» **GIVEN PROBLEM**:
Report every line of the records that contains the string "blue", copying each one in full.

Entries from a dataset
____________

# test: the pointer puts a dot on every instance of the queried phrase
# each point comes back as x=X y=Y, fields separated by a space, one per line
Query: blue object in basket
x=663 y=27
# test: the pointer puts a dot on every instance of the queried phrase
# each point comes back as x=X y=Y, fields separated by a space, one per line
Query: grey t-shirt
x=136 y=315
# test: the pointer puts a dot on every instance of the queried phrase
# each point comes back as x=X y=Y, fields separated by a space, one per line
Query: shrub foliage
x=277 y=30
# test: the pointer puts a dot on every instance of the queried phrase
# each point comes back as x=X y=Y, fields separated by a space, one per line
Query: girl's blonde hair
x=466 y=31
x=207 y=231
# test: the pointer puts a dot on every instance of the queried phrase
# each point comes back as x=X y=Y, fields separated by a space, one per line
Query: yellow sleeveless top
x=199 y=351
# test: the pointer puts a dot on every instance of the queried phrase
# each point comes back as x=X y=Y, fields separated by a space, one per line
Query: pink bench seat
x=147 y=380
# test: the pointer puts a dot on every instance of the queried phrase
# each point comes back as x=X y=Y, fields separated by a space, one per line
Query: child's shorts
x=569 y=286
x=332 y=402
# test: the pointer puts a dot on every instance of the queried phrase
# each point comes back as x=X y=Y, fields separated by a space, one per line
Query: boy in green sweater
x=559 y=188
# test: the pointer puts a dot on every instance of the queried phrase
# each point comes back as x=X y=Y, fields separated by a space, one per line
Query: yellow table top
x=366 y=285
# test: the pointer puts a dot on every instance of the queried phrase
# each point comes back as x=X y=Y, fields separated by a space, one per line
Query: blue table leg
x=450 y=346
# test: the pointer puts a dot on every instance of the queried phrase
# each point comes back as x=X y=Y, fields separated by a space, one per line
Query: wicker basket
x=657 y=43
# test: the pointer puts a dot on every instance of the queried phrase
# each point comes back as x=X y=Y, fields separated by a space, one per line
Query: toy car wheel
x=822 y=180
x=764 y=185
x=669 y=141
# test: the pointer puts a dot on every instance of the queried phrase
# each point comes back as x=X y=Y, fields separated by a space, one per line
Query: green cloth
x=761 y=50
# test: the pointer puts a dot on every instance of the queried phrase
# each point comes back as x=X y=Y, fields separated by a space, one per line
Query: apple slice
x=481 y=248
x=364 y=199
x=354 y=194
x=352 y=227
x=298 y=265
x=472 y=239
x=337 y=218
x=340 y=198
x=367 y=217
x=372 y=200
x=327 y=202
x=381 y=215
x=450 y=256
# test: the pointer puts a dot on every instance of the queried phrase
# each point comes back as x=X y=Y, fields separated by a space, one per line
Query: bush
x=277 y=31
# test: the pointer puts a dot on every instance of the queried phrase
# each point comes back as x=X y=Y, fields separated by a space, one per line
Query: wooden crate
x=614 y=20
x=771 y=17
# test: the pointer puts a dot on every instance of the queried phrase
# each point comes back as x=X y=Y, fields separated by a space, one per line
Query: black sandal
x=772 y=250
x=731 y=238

____________

» **RESPONSE BELOW**:
Query: blue object in basket
Query: blue table leg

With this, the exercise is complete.